The other day I heard someone repeat the legend that it was aerodynamically impossible for a bumblebee to fly.

Well, I don't know if I can debunk the urban legend because I have heard several versions regarding its origin. I can, though, explain why it is easy to come to the improper conclusions with regard to bumblebee aerodynamics.

The apocryphal story I have with regard to the legend is that an aerodynamicist worked up the aerodynamics of the bumblebee on a lark, and found, based on his assumptions (i.e., flat plate aerodynamics over the wing, a certain beat frequency and airspeed [indicating an oscillatory angle of attack on the wings], imposition of the Kutta condition, etc) that the power requirements were far beyond the capacity of bumblebee flight muscles to provide. Moreover, the wings were stalled through a large percent of their flap cycle, yielding horrendous L/D penalties. He confided his result to another during a reception to which the press had been invited; it was overheard by a member of the press, and the rest was media history. The aerodynamicist was reported to have realized an error in his [tacit] assumptions later during the event, but the damage had been done.

As I said, an apocryphal tale.

The key to understanding bumblebee (and dragonfly and butterfly and mosquito) aerodynamics is in understanding bumblebee airfoils. If you imagine a bee's wing, with its veins and undulations in cross section, the first question that comes to mind is, "why would anyone pick such a horrible airfoil and try to fly with it?" Of course, individual bumblebees have little choice in the matter, but mother nature *could* have chosen another design. Bees have been part of the biosphere since the late Cretaceous (they co-evolved with the flowering plants). If another insect were to develop, which could fly and pollinate flowers with greater ease than the bee, it would have had a survival advantage and taken over (it should be noted that bees have several other survival advantages as well).

-------

DESCRIPTION OF THE TASK —
What comes next in the piece on bumblebee aerodynamics? Write the continuation that follows its last sentence.

Image-backed grounding data:
-------

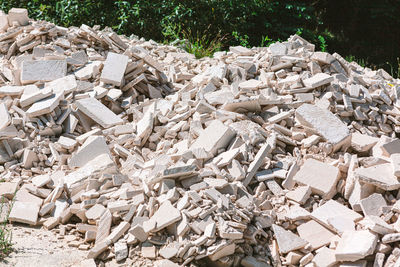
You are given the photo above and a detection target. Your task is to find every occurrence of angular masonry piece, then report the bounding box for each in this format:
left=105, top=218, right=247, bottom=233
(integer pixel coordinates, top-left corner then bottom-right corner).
left=293, top=159, right=340, bottom=199
left=75, top=97, right=123, bottom=128
left=21, top=60, right=67, bottom=84
left=26, top=94, right=64, bottom=117
left=9, top=201, right=39, bottom=225
left=335, top=230, right=378, bottom=261
left=68, top=136, right=111, bottom=167
left=303, top=73, right=333, bottom=88
left=100, top=52, right=129, bottom=86
left=190, top=120, right=235, bottom=158
left=150, top=200, right=182, bottom=231
left=272, top=224, right=307, bottom=254
left=354, top=163, right=400, bottom=191
left=296, top=104, right=351, bottom=151
left=351, top=133, right=379, bottom=152
left=297, top=220, right=335, bottom=250
left=311, top=199, right=362, bottom=231
left=0, top=102, right=11, bottom=130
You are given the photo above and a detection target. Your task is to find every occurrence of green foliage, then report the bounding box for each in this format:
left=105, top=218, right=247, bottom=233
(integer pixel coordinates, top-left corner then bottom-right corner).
left=318, top=35, right=328, bottom=52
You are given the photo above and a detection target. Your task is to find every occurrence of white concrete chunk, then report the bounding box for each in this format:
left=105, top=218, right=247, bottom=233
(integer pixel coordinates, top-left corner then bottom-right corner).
left=296, top=104, right=351, bottom=151
left=100, top=52, right=129, bottom=86
left=75, top=97, right=123, bottom=128
left=21, top=60, right=67, bottom=84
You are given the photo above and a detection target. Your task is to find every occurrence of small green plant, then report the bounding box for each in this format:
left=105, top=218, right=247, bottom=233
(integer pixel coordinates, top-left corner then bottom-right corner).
left=162, top=22, right=225, bottom=58
left=345, top=55, right=368, bottom=68
left=260, top=35, right=279, bottom=47
left=232, top=31, right=250, bottom=47
left=318, top=35, right=328, bottom=52
left=0, top=197, right=12, bottom=260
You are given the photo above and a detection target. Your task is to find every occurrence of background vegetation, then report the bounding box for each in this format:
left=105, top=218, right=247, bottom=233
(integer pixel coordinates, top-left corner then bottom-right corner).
left=0, top=0, right=400, bottom=76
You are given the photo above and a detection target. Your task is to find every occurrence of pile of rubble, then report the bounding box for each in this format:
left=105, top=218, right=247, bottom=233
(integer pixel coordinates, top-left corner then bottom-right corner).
left=0, top=5, right=400, bottom=267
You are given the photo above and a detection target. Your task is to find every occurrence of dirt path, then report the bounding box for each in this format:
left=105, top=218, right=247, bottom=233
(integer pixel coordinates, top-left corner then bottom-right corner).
left=0, top=225, right=87, bottom=267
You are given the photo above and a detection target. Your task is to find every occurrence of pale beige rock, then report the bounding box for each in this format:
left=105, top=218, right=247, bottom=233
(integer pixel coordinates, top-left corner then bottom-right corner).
left=335, top=230, right=378, bottom=261
left=75, top=97, right=123, bottom=128
left=311, top=199, right=362, bottom=231
left=272, top=224, right=307, bottom=254
left=293, top=159, right=340, bottom=199
left=296, top=104, right=351, bottom=151
left=354, top=163, right=400, bottom=191
left=297, top=220, right=335, bottom=250
left=8, top=201, right=39, bottom=225
left=0, top=103, right=11, bottom=130
left=100, top=52, right=129, bottom=86
left=351, top=133, right=379, bottom=152
left=21, top=60, right=67, bottom=84
left=68, top=136, right=111, bottom=167
left=190, top=120, right=235, bottom=155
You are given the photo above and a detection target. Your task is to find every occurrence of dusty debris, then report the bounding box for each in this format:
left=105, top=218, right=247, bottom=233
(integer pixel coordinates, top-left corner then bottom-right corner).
left=0, top=6, right=400, bottom=266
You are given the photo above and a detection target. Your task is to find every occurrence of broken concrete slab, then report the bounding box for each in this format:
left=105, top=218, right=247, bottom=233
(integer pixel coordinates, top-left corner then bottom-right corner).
left=293, top=159, right=340, bottom=199
left=21, top=60, right=67, bottom=84
left=100, top=52, right=129, bottom=86
left=75, top=97, right=123, bottom=128
left=296, top=104, right=351, bottom=151
left=272, top=224, right=307, bottom=254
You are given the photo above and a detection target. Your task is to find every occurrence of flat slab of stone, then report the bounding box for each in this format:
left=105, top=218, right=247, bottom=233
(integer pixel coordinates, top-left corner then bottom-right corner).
left=354, top=163, right=400, bottom=191
left=351, top=133, right=379, bottom=152
left=311, top=199, right=363, bottom=231
left=335, top=230, right=378, bottom=261
left=9, top=201, right=39, bottom=225
left=272, top=224, right=307, bottom=254
left=75, top=97, right=123, bottom=128
left=297, top=220, right=335, bottom=250
left=150, top=200, right=182, bottom=231
left=0, top=103, right=11, bottom=130
left=303, top=73, right=333, bottom=88
left=21, top=60, right=67, bottom=84
left=190, top=120, right=235, bottom=158
left=68, top=136, right=111, bottom=167
left=296, top=104, right=351, bottom=151
left=293, top=159, right=340, bottom=199
left=26, top=94, right=63, bottom=117
left=100, top=52, right=129, bottom=86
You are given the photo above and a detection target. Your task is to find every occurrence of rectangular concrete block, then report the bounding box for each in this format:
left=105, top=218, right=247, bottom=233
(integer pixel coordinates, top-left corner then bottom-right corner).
left=100, top=52, right=129, bottom=86
left=75, top=97, right=123, bottom=128
left=296, top=104, right=351, bottom=151
left=21, top=60, right=67, bottom=84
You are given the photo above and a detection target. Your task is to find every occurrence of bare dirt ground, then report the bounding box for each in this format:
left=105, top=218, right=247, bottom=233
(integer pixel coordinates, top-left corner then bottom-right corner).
left=0, top=224, right=87, bottom=267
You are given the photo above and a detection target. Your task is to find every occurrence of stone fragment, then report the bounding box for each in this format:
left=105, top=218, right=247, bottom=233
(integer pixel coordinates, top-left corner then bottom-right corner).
left=360, top=193, right=386, bottom=219
left=311, top=199, right=362, bottom=231
left=190, top=120, right=235, bottom=155
left=286, top=186, right=311, bottom=204
left=312, top=247, right=337, bottom=267
left=296, top=104, right=351, bottom=151
left=354, top=163, right=400, bottom=191
left=75, top=97, right=123, bottom=128
left=26, top=94, right=63, bottom=117
left=0, top=102, right=11, bottom=130
left=8, top=7, right=29, bottom=26
left=335, top=230, right=378, bottom=261
left=68, top=136, right=111, bottom=167
left=351, top=133, right=379, bottom=152
left=150, top=200, right=182, bottom=231
left=8, top=201, right=39, bottom=225
left=272, top=224, right=307, bottom=254
left=21, top=60, right=67, bottom=84
left=293, top=159, right=340, bottom=199
left=100, top=52, right=129, bottom=86
left=303, top=73, right=333, bottom=88
left=297, top=220, right=335, bottom=250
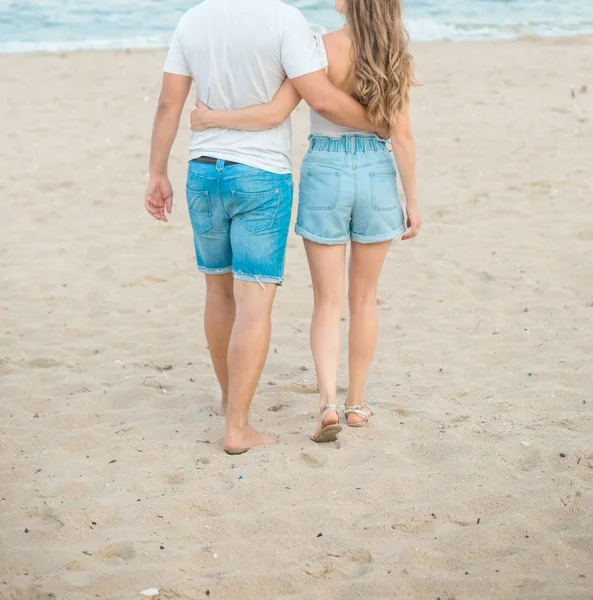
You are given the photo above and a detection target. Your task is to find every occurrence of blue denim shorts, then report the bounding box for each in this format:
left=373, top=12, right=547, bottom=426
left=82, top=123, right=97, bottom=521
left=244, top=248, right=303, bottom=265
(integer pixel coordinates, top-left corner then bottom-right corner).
left=186, top=160, right=293, bottom=285
left=295, top=135, right=406, bottom=245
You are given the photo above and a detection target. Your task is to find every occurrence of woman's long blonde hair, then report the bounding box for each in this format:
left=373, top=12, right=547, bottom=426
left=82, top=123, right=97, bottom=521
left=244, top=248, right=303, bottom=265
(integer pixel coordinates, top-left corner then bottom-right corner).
left=345, top=0, right=417, bottom=127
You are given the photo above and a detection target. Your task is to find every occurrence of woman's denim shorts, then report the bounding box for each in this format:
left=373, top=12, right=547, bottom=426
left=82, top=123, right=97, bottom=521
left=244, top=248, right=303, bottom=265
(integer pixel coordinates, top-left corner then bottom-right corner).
left=295, top=135, right=406, bottom=245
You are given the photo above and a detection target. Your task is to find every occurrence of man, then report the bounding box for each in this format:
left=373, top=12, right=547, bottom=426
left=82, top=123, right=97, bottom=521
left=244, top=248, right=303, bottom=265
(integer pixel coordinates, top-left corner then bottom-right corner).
left=145, top=0, right=380, bottom=454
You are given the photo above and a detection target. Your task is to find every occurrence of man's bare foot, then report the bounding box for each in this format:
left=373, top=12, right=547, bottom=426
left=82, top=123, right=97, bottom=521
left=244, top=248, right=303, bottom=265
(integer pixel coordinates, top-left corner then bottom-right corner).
left=224, top=425, right=278, bottom=454
left=212, top=391, right=226, bottom=417
left=311, top=404, right=342, bottom=444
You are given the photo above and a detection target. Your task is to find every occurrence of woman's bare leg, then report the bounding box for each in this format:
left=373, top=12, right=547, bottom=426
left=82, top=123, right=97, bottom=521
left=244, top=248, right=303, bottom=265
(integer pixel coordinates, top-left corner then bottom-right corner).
left=346, top=241, right=391, bottom=425
left=304, top=240, right=346, bottom=433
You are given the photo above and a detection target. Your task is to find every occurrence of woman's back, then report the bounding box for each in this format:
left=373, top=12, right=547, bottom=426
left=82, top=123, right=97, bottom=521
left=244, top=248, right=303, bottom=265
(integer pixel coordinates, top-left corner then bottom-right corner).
left=311, top=29, right=376, bottom=137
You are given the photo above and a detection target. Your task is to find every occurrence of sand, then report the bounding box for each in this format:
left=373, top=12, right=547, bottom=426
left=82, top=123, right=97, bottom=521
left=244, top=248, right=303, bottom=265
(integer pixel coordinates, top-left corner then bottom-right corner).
left=0, top=38, right=593, bottom=600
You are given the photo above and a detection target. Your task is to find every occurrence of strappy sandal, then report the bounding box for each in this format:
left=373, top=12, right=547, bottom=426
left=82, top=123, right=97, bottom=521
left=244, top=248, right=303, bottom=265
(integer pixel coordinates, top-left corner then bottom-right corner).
left=344, top=404, right=375, bottom=427
left=311, top=404, right=342, bottom=444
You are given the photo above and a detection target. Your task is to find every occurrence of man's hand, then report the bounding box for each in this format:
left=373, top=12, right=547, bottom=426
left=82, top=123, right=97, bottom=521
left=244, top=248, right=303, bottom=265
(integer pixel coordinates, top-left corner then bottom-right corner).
left=144, top=175, right=173, bottom=223
left=402, top=200, right=422, bottom=241
left=190, top=101, right=212, bottom=131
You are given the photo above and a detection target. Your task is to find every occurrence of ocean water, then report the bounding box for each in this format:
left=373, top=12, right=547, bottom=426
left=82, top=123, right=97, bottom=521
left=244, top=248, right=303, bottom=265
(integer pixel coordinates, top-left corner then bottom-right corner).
left=0, top=0, right=593, bottom=52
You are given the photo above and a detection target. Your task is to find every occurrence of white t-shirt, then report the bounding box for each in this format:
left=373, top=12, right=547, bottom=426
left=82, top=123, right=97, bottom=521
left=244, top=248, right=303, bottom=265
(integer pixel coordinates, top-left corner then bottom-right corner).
left=164, top=0, right=327, bottom=173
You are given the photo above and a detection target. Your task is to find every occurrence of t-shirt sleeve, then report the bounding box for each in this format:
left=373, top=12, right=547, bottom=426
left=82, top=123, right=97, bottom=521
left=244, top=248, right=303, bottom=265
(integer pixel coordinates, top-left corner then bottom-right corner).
left=281, top=9, right=327, bottom=79
left=163, top=20, right=191, bottom=77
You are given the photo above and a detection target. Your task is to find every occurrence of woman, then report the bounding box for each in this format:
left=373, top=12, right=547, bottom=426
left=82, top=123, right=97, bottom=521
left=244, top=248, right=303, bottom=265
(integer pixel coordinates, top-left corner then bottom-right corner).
left=192, top=0, right=421, bottom=442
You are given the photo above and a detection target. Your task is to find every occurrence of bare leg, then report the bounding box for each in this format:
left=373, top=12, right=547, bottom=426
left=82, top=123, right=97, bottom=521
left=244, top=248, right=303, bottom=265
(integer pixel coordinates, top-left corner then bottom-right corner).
left=304, top=240, right=346, bottom=437
left=224, top=280, right=277, bottom=454
left=346, top=242, right=391, bottom=425
left=204, top=273, right=235, bottom=414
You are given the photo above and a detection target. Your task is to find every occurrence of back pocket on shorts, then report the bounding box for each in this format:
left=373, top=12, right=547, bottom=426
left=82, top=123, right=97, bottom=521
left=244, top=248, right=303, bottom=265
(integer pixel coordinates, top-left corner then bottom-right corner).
left=232, top=190, right=280, bottom=234
left=185, top=188, right=212, bottom=234
left=369, top=169, right=401, bottom=210
left=299, top=164, right=342, bottom=210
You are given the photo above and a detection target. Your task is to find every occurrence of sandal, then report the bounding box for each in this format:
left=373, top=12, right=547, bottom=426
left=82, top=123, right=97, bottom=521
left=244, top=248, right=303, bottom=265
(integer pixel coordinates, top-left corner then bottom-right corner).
left=311, top=404, right=342, bottom=444
left=344, top=404, right=375, bottom=427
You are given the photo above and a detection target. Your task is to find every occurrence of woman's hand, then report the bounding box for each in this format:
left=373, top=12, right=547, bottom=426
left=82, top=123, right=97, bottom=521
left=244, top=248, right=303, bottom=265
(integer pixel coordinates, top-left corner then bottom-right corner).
left=402, top=200, right=422, bottom=241
left=190, top=102, right=213, bottom=131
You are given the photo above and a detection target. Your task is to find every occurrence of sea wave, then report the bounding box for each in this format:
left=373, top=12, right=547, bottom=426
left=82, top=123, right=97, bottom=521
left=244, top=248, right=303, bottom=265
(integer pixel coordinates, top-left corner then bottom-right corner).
left=0, top=19, right=593, bottom=54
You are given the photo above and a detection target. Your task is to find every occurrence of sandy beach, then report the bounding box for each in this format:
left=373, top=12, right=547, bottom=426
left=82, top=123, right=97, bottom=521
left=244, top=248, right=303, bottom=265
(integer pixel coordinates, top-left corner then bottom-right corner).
left=0, top=37, right=593, bottom=600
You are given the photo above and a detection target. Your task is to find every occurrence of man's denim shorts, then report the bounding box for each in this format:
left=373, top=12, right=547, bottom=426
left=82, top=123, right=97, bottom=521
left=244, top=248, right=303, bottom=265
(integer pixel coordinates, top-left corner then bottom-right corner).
left=186, top=160, right=293, bottom=285
left=295, top=135, right=406, bottom=245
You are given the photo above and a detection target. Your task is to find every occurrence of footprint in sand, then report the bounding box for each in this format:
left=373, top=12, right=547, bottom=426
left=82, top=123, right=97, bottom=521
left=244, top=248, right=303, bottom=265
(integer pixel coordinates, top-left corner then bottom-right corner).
left=303, top=549, right=373, bottom=579
left=200, top=475, right=235, bottom=492
left=97, top=542, right=136, bottom=562
left=296, top=452, right=327, bottom=469
left=0, top=581, right=57, bottom=600
left=25, top=506, right=64, bottom=530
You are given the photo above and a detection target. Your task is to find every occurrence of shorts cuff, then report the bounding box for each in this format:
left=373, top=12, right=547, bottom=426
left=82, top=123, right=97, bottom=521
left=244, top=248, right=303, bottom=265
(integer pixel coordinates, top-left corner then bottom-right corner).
left=352, top=225, right=406, bottom=244
left=233, top=271, right=284, bottom=285
left=294, top=224, right=350, bottom=246
left=198, top=265, right=233, bottom=275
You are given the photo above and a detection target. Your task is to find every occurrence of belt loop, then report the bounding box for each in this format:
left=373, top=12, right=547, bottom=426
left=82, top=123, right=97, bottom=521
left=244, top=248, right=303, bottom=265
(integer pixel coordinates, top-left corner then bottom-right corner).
left=348, top=135, right=356, bottom=154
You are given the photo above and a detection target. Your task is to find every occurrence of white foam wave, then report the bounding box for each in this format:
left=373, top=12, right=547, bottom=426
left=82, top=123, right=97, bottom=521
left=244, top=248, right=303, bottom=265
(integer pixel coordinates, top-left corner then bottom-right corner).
left=0, top=19, right=593, bottom=54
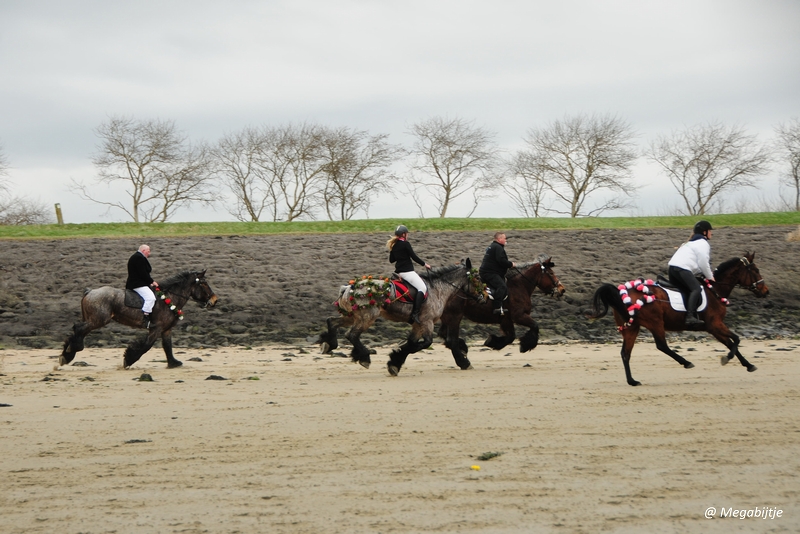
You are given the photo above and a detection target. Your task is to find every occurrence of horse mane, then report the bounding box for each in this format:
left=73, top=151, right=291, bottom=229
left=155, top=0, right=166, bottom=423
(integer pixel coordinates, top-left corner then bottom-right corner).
left=158, top=271, right=197, bottom=291
left=506, top=254, right=550, bottom=278
left=714, top=258, right=742, bottom=278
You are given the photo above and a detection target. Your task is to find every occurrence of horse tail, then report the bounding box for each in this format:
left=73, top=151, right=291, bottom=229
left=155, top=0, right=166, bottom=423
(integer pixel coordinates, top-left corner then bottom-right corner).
left=588, top=284, right=628, bottom=319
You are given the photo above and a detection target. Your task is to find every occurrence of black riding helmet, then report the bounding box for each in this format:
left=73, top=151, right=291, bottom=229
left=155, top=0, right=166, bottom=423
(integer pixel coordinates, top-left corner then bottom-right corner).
left=694, top=221, right=714, bottom=235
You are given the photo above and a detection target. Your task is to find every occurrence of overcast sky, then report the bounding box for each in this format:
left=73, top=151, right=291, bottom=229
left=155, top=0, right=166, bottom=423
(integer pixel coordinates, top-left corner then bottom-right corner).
left=0, top=0, right=800, bottom=223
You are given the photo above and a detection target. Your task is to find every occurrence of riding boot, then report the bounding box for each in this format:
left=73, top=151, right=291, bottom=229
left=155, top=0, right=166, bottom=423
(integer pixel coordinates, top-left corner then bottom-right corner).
left=684, top=311, right=705, bottom=326
left=408, top=291, right=425, bottom=324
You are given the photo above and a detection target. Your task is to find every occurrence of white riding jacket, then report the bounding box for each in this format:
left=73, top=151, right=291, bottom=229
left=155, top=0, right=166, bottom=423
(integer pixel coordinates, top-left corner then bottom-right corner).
left=669, top=238, right=714, bottom=280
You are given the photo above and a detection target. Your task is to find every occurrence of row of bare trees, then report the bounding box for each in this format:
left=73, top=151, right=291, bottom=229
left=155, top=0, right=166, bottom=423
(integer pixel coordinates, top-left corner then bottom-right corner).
left=0, top=115, right=800, bottom=223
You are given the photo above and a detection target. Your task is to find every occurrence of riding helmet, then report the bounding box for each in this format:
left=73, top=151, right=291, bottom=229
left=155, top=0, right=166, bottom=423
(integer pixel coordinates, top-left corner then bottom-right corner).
left=694, top=221, right=713, bottom=234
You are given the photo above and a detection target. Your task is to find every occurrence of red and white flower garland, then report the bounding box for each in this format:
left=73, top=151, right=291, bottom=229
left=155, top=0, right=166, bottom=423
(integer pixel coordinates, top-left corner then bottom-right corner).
left=154, top=286, right=183, bottom=321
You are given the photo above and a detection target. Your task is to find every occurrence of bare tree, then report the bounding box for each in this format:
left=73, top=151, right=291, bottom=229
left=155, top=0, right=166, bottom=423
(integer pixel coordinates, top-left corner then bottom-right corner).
left=410, top=117, right=500, bottom=217
left=322, top=128, right=400, bottom=221
left=646, top=123, right=770, bottom=215
left=262, top=124, right=325, bottom=221
left=0, top=141, right=9, bottom=193
left=70, top=118, right=215, bottom=222
left=524, top=115, right=636, bottom=217
left=214, top=128, right=276, bottom=222
left=775, top=117, right=800, bottom=211
left=505, top=151, right=547, bottom=217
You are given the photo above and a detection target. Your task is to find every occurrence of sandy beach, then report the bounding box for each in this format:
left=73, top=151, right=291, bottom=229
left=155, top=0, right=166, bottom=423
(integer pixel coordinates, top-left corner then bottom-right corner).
left=0, top=339, right=800, bottom=533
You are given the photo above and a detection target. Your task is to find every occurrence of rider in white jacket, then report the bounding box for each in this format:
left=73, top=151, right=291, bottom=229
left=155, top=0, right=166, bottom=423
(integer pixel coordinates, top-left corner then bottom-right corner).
left=669, top=221, right=714, bottom=326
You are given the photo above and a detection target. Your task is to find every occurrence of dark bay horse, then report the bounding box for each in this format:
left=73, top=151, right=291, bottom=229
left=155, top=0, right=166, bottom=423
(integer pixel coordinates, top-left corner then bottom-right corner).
left=438, top=258, right=566, bottom=370
left=589, top=253, right=769, bottom=386
left=319, top=258, right=482, bottom=376
left=58, top=271, right=217, bottom=369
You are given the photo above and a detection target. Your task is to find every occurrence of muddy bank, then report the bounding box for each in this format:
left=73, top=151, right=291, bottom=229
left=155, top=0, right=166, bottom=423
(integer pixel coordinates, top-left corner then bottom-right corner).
left=0, top=227, right=800, bottom=348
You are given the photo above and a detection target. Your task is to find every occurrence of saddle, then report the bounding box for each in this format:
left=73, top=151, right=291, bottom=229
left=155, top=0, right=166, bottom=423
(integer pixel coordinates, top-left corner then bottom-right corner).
left=125, top=289, right=144, bottom=310
left=389, top=273, right=427, bottom=304
left=656, top=275, right=708, bottom=312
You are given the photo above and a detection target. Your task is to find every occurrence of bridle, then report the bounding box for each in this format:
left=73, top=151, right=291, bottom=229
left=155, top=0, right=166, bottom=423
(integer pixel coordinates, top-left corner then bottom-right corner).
left=717, top=256, right=764, bottom=293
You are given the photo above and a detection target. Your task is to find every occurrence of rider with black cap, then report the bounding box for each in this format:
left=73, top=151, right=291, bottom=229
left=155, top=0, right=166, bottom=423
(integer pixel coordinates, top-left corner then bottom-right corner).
left=386, top=224, right=431, bottom=323
left=669, top=221, right=714, bottom=326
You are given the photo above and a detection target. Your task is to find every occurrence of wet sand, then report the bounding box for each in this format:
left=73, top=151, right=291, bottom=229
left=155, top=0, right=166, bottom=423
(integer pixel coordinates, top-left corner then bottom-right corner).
left=0, top=342, right=800, bottom=533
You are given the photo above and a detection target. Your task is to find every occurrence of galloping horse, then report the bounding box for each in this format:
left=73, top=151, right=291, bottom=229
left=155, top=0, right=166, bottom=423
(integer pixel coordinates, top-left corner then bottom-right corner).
left=438, top=258, right=566, bottom=370
left=319, top=258, right=482, bottom=376
left=589, top=252, right=769, bottom=386
left=58, top=271, right=217, bottom=369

-------

EXERCISE RESULT —
So why isn't there a bee-sized insect out there with a NACA 64-series airfoil?

The answer is scaling. At the sizes of bee wings, the bumpy-looking wing cross section is actually a very efficient airfoil. The key is to recognize that at bee dimensions, Reynolds numbers are low! Many of the fluid dynamic assumptions students use in the study of airfoils do not hold up (since few airliners are built to bee dimensions, the assumptions are still fine for most of us aerocritters). Once you have a higher Cl airfoil, the L/D goes up and power requirements go down.

And, voila! the bee flies!

This is what our hapless hero realized, too late to hold the presses (if you believe this version of the story).

Actually, at small scale, and low Reynolds numbers, a surprising variety of structures become quite good flying machines. Perhaps one of the oddest is gossamer. Certain species of spiders have taken to the air by spinning web and holding it aloft. Once picked up by the breeze, these spiders can travel great distances and achieve fairly respectable altitudes. Often, these spiders travel en masse, and meld their webs into a flying spider colony (a few cases of UFO sightings in the 50's were attributed to gossamer).

Airborne bacteria have developed even stranger schemes...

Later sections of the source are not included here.